— Start of RAW DATA —
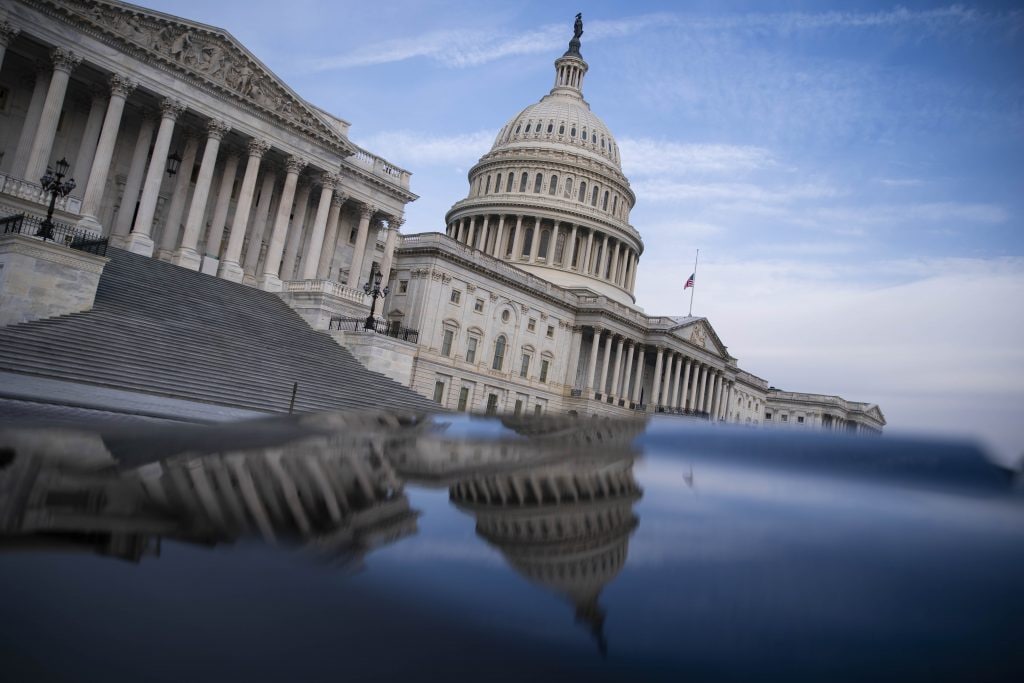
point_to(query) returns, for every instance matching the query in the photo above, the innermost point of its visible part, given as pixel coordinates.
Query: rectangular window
(446, 342)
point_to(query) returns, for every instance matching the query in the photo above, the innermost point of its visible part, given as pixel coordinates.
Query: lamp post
(54, 183)
(373, 289)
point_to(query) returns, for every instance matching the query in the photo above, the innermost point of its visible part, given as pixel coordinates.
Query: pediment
(206, 54)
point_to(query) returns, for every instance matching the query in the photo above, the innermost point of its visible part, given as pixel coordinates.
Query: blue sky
(852, 172)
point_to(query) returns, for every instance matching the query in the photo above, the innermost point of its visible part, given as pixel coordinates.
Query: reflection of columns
(655, 391)
(229, 267)
(358, 253)
(90, 136)
(331, 240)
(297, 227)
(392, 236)
(314, 243)
(592, 367)
(186, 255)
(258, 225)
(269, 280)
(133, 181)
(222, 206)
(64, 62)
(7, 33)
(28, 134)
(139, 240)
(641, 367)
(120, 89)
(602, 385)
(172, 219)
(686, 384)
(615, 374)
(628, 375)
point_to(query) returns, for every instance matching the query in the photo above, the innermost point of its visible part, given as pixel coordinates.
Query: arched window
(499, 353)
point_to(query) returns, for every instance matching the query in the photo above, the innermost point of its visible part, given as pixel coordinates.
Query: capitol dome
(550, 196)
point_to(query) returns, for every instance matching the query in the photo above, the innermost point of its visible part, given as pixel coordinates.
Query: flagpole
(694, 288)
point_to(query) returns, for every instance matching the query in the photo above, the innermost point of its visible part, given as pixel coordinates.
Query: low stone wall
(380, 353)
(42, 280)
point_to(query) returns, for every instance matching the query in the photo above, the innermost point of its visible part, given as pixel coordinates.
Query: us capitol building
(186, 148)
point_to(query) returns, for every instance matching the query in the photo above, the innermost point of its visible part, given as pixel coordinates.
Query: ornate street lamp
(373, 289)
(54, 183)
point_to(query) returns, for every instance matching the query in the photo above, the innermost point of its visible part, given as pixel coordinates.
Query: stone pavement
(58, 392)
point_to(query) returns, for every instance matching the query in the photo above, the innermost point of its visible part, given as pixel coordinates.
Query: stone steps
(160, 329)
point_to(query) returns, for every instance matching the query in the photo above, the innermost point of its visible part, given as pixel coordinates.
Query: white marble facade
(524, 304)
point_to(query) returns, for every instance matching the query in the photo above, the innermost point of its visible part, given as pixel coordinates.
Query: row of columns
(679, 382)
(179, 242)
(585, 250)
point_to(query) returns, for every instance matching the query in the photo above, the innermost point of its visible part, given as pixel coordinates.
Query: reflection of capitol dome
(565, 526)
(550, 197)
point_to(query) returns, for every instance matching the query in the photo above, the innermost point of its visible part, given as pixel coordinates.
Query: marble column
(616, 372)
(179, 199)
(592, 368)
(90, 136)
(314, 245)
(394, 224)
(297, 227)
(229, 267)
(8, 32)
(28, 134)
(187, 255)
(120, 89)
(139, 241)
(686, 384)
(219, 220)
(269, 281)
(655, 390)
(331, 239)
(603, 383)
(358, 253)
(257, 227)
(65, 62)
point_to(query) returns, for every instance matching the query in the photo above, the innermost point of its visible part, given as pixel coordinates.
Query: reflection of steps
(161, 329)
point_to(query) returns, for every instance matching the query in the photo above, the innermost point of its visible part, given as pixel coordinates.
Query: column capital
(295, 164)
(8, 32)
(64, 59)
(122, 86)
(171, 109)
(216, 129)
(258, 147)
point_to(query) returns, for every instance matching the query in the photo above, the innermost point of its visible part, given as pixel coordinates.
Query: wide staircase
(160, 329)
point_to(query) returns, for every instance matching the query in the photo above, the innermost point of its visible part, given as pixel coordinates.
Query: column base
(186, 258)
(137, 243)
(269, 283)
(230, 271)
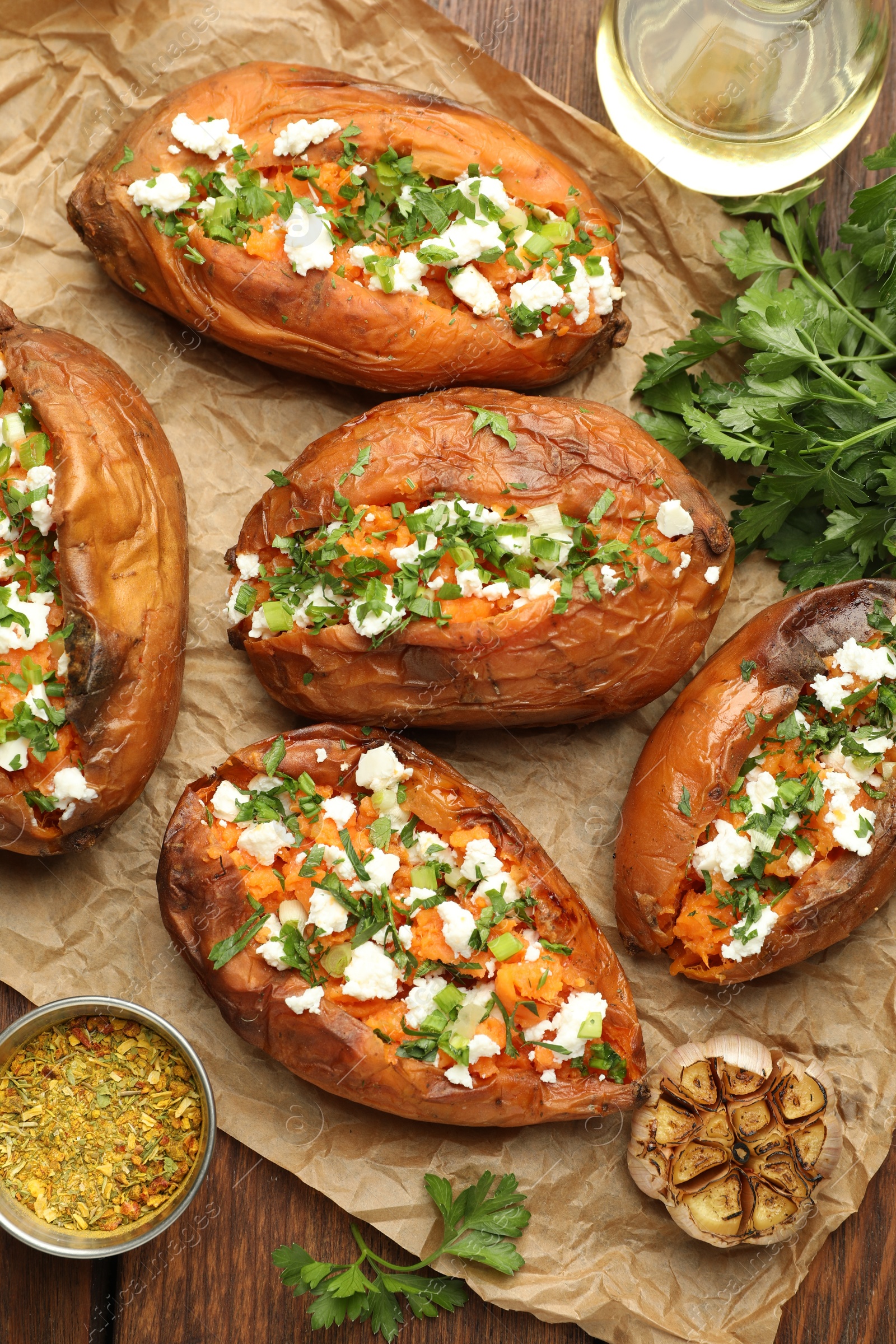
— End of RAW DATA —
▶ _EXERCISE DIRECTIONS_:
State how many lines above contain the word "reflection". Give only the number.

▶ _ANSWER_:
3